Data listing
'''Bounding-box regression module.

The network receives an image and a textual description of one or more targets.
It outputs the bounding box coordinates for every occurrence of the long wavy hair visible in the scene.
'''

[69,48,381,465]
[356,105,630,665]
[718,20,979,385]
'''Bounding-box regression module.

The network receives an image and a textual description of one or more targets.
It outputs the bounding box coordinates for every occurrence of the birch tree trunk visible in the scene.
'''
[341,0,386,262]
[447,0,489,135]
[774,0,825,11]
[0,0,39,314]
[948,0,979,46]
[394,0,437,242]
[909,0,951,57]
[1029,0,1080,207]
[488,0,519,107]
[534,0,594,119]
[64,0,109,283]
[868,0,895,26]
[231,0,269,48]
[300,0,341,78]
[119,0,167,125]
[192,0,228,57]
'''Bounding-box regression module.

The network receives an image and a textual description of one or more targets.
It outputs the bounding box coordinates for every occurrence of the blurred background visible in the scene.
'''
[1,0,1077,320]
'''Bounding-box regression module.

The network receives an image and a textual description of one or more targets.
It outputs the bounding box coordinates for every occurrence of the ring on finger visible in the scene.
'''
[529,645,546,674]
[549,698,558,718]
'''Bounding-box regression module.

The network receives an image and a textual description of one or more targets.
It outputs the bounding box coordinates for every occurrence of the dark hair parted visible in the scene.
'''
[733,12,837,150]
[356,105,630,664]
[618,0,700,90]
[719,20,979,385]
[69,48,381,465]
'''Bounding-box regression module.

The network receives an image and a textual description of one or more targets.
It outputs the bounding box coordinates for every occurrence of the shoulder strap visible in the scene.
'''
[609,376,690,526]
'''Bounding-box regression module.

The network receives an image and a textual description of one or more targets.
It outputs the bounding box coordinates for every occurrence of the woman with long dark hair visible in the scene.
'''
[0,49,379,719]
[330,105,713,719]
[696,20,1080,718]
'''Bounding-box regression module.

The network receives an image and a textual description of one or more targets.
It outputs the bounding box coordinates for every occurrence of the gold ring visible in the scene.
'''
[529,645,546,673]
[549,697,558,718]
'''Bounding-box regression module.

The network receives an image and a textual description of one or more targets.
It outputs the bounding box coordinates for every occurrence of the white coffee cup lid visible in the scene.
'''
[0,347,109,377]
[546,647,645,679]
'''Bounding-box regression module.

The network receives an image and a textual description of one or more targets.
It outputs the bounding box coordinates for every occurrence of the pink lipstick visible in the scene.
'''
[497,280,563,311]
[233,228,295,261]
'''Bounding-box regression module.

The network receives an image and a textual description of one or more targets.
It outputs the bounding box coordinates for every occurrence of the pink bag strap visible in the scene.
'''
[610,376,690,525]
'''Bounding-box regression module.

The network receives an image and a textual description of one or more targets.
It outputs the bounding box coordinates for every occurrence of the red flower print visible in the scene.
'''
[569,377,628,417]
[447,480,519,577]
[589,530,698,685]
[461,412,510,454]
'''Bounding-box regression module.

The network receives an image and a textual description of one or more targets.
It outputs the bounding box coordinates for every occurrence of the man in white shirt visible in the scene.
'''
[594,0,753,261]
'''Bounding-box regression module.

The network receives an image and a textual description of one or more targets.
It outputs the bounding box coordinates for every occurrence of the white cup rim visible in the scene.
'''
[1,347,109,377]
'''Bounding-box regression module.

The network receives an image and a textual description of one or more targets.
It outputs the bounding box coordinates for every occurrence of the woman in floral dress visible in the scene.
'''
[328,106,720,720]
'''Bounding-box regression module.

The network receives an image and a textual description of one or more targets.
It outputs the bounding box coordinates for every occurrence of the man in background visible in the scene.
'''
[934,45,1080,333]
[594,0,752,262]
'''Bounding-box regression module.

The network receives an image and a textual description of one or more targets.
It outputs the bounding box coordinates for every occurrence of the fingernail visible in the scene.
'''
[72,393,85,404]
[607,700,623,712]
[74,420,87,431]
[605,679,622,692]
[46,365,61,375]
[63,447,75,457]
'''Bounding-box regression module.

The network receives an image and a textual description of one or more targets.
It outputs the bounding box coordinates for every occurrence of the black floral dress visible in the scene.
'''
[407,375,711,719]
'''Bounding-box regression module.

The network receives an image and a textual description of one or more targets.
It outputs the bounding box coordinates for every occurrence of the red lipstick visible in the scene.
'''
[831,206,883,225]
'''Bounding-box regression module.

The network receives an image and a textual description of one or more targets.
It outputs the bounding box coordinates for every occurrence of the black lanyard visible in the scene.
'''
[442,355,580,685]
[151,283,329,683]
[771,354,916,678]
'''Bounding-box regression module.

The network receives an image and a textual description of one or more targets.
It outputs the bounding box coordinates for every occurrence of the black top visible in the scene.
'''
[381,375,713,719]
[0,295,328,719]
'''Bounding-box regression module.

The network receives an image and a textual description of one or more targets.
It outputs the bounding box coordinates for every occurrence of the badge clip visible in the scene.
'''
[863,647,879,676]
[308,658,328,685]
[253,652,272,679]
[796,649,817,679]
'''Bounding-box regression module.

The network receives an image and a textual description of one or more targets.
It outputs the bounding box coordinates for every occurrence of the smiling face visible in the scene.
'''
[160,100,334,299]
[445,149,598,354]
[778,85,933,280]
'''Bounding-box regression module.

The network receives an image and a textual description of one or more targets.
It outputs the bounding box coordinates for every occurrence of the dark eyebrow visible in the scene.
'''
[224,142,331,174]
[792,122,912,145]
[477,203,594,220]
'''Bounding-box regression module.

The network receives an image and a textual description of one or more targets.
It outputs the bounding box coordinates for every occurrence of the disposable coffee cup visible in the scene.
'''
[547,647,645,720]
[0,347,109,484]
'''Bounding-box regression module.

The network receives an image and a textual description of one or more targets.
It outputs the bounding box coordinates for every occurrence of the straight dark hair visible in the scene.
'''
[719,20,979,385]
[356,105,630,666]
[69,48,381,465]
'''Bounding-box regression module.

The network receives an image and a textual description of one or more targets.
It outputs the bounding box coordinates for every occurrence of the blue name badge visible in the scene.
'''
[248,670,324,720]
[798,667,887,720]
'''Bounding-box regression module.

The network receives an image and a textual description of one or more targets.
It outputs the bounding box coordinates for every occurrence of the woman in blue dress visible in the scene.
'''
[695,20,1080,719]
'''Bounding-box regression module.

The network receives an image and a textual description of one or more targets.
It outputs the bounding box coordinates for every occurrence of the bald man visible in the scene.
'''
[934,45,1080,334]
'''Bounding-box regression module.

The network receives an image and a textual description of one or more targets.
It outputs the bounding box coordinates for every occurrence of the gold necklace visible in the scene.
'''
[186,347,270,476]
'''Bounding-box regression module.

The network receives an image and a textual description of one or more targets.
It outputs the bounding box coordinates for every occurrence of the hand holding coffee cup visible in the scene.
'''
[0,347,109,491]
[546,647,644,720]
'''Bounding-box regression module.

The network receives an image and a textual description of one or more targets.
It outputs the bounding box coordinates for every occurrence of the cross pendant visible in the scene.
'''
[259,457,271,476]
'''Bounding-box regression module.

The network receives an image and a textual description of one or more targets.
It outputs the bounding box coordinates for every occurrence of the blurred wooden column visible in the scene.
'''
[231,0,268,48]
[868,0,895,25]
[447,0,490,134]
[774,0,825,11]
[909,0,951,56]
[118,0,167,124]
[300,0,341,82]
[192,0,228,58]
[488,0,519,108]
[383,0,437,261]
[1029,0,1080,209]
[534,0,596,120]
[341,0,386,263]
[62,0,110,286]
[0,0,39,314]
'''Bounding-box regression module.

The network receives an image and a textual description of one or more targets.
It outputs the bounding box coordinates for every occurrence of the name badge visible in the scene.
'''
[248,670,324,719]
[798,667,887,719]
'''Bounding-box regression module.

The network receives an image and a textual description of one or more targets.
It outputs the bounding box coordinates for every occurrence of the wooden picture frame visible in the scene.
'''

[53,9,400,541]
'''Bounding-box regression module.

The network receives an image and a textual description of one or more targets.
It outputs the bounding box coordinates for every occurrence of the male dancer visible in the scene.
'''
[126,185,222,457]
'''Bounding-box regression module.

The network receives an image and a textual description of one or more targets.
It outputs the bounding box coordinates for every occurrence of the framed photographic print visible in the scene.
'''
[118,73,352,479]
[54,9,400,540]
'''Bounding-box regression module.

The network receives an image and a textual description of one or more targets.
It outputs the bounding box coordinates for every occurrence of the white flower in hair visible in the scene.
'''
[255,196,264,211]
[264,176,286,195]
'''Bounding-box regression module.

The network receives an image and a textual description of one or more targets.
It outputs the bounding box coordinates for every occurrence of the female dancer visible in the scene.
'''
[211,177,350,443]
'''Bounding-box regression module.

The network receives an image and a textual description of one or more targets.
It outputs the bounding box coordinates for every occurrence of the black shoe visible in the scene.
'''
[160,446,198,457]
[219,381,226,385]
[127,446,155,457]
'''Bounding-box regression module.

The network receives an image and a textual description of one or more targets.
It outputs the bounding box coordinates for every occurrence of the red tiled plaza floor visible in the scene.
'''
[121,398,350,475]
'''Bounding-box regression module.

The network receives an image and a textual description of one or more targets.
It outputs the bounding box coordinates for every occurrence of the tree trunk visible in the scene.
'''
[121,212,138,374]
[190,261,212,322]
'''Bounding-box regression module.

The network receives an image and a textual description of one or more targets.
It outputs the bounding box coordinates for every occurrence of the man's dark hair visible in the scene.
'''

Instructions for the task
Report the number of lines in the material above that contain "background". Nothing else is wanted.

Written response
2